What you have to do:
From the entries below, gather every line containing the string "pebble".

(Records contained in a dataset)
⁂

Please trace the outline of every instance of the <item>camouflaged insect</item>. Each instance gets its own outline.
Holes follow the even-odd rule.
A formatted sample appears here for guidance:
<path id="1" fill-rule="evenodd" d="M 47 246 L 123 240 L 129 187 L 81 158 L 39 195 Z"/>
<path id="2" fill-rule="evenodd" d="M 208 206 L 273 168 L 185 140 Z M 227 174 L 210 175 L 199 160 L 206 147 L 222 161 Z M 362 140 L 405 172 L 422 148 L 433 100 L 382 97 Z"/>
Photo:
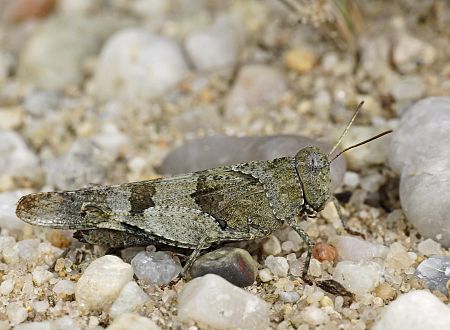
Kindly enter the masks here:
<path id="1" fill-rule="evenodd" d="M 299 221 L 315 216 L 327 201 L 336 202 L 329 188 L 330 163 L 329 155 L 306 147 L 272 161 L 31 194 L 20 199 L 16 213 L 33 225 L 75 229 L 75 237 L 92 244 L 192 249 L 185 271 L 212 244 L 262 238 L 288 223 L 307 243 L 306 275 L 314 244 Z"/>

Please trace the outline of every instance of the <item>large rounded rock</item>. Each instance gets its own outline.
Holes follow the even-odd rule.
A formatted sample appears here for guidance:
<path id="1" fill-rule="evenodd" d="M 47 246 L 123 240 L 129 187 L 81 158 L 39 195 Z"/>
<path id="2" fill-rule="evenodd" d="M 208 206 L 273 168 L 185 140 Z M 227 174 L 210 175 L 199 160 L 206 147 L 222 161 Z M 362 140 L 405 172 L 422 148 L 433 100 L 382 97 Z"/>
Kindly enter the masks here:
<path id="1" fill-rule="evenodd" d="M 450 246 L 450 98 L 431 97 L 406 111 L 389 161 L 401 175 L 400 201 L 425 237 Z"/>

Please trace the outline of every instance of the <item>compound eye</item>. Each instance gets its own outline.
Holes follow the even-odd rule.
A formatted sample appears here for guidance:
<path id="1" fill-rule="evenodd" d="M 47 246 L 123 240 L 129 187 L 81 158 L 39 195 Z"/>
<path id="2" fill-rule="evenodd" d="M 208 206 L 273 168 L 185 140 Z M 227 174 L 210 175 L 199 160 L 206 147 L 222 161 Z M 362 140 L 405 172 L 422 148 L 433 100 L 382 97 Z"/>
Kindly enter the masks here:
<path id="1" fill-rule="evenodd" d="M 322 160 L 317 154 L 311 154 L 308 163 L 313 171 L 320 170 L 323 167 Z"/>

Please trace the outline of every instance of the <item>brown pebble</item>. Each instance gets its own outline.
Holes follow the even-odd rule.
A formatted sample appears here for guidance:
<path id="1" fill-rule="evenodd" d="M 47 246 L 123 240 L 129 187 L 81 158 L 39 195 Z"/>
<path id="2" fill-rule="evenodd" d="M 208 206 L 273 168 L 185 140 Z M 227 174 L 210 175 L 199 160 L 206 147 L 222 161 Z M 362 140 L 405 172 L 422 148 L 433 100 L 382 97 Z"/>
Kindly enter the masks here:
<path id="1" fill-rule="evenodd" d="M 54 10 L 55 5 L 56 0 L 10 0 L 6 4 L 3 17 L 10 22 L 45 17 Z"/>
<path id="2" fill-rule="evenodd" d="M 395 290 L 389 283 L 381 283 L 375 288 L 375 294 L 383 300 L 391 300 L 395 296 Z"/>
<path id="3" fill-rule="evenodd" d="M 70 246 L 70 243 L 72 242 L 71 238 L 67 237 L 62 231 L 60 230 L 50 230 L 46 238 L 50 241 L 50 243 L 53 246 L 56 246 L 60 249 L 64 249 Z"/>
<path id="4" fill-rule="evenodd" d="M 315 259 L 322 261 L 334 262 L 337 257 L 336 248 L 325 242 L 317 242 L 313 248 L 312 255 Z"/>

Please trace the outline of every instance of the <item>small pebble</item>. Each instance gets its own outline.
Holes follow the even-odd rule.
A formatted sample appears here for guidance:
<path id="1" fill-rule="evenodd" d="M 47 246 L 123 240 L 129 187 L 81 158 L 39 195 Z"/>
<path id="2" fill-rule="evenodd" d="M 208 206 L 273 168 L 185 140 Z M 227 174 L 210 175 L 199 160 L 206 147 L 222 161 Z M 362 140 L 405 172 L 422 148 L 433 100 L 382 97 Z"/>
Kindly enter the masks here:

⁂

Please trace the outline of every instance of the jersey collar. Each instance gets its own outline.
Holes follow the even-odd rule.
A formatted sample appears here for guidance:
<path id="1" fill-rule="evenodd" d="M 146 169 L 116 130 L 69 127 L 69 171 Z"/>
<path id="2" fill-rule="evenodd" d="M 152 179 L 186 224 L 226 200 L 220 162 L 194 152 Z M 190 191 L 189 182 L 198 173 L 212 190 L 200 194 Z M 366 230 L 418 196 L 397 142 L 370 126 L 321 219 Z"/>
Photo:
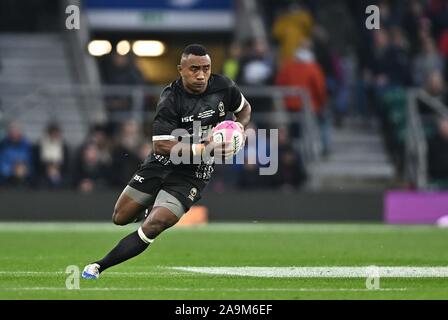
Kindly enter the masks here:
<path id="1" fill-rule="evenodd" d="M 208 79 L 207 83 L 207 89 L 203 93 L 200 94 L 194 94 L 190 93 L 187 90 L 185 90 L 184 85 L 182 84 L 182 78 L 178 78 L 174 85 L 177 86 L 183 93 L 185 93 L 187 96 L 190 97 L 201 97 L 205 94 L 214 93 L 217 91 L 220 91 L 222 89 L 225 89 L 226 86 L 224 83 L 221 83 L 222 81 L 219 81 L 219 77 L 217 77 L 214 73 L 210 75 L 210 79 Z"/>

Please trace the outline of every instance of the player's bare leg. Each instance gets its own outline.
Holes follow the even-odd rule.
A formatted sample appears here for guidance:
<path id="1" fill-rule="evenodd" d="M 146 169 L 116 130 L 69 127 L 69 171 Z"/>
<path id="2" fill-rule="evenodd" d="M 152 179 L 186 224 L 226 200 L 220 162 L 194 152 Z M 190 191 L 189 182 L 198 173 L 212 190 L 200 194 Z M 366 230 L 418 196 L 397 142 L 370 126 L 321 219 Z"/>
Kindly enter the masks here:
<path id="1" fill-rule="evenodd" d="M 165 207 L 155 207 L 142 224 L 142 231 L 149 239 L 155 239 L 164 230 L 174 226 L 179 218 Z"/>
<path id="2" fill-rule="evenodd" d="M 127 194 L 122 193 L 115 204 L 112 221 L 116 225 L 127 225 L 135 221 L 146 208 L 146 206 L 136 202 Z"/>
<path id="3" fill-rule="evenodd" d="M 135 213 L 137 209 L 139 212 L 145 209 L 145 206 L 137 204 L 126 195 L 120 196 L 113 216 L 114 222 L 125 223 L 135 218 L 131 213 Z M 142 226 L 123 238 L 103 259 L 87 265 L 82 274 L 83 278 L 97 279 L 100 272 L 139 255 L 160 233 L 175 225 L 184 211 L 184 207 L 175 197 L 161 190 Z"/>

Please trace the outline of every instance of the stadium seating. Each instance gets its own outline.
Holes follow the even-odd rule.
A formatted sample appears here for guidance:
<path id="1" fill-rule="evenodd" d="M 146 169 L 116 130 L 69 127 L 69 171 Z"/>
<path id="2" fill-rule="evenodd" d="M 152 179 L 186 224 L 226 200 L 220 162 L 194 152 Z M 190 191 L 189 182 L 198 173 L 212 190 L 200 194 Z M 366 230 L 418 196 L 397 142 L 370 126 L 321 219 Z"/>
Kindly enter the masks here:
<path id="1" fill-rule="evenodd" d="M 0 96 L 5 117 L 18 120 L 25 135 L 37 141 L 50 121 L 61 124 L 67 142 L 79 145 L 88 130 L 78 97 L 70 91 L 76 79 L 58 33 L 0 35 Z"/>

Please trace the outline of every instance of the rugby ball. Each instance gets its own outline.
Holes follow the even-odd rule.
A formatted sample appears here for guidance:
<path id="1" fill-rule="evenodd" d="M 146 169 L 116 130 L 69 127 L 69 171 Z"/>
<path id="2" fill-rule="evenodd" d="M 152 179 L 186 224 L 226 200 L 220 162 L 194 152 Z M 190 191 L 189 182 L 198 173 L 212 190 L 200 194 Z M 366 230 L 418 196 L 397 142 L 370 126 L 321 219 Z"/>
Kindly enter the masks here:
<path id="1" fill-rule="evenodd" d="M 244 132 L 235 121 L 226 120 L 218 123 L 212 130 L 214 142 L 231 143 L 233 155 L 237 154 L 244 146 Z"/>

⁂

Response to this task:
Please trace the outline of every instance of the <item>brown pebble</item>. Each instance gets its own outline.
Please trace the outline of every instance of the <item>small pebble</item>. Each instance gets its own outline.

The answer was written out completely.